#### [Exercise tasks]
(1) In the Matt LeBlanc interview, rewrite the passage from "Friends was a" to "balance the two.", substituting "NBC" for "Showtime".
(2) Answer these questions from the Matt LeBlanc interview, one per line:
(a) What kind of work did Matt start out doing in the Boston area?
(b) How long ago did Friends debut?
(c) On what date does Matt return with Episodes?

#### [Page excerpt]
───

Matt LeBlanc is getting old, and he doesn’t care who knows it.

“Silver Fox!” gush the tabloid headlines, squawking over the salt-and-pepper hair that has replaced his floppy, 90s shag. “Time marches on, you know?” he shrugs. “It’s inevitable.”

It can march all it wants, but Hollywood won’t let even superstars fudge their mileage report. “I used to be the heartthrob-y guy, and now it’s like, the guy that owns the deli.” Matt gives that a good laugh, not bothered in the least by the fact that Friends is now old enough to appeal to a whole new generation of fans. “Like 13-, 14-, 15-year-old kids and younger even.  And they see me, ‘Hey, you were Joey on Friends!’  and I say, ‘Yeah!,’ and they say, ‘You’re so old!’” He gives a beat and utters a sly,
“That feels good.”

Friends was a hairstyle, a theme song, a catch phrase, and it was iconic, one of those television shows that define a decade. It became a totem of not only TV history, but pop culture itself. Friends debuted 20 years ago this fall, and yet fans remember “Ms. Chanandler Bong” like it was yesterday. Meanwhile, Matt is back on January 11th 2015 with the critically acclaimed Episodes on Showtime,(10:30 ET), and a decidedly centered take on celebrity, real life, and the savvy it takes to balance the two.

If Joey’s energy sat at, “Could I be WEARING any more clothes?!”, Matt’s is decidedly more mellow. His voice lies low and his jokes slide under the radar. “I don’t get excited easily,” he allows. “I’m calculated. I’m reserved. I think about what I want to say before I say it.” Talking to him, it’s almost like the two decades of atomic fame never happened. He could be the same guy who started out working construction in the Boston area. Though if that had been the case, some things would be different. “I wouldn’t have missed as many weddings and funerals and christenings and birthday parties in my family. I’m still close with my family, but I’d be a lot closer, I guess. I would have had a lot more pairs of snow boots.” The dry joke lands, and he gives it a soft laugh. “I’d probably have a plow on the front of my truck, which I don’t have now—which is nice, ‘cause they’re ugly and hard on the front end.” And then, as he reflects a little more on what the Matt-without-Friends would really be like, he says, “I’d like to think I would have evolved and I’d have my own construction company by now. Shoot, I’m 47.”

───

#### [Information supplied]
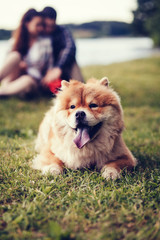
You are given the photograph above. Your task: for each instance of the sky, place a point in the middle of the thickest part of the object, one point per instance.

───

#### [Answers provided]
(1)
Friends was a hairstyle, a theme song, a catch phrase, and it was iconic, one of those television shows that define a decade. It became a totem of not only TV history, but pop culture itself. Friends debuted 20 years ago this fall, and yet fans remember “Ms. Chanandler Bong” like it was yesterday. Meanwhile, Matt is back on January 11th 2015 with the critically acclaimed Episodes on NBC,(10:30 ET), and a decidedly centered take on celebrity, real life, and the savvy it takes to balance the two.

(2)
(a) Construction
(b) 20 years ago this fall
(c) January 11th 2015